Restate every record word for word, without the pictures.
=== Section Start ===
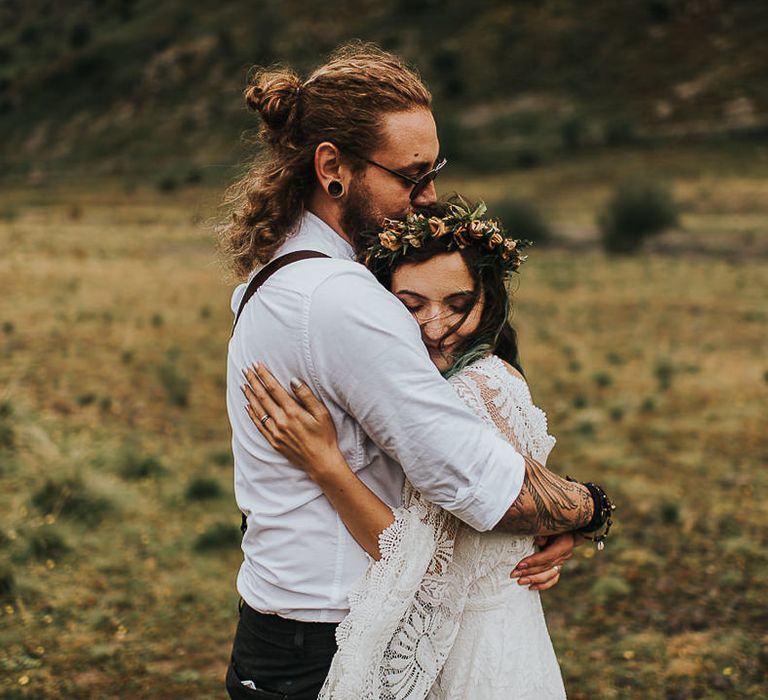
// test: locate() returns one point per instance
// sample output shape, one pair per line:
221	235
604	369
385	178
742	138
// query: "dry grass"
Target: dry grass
653	372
=== Section End ===
• _Solved exercise_:
// test: locate() returns one point per instance
// sample output shape, one pair per line:
221	235
604	369
385	178
742	138
// query: "dry grass"
Target: dry grass
653	372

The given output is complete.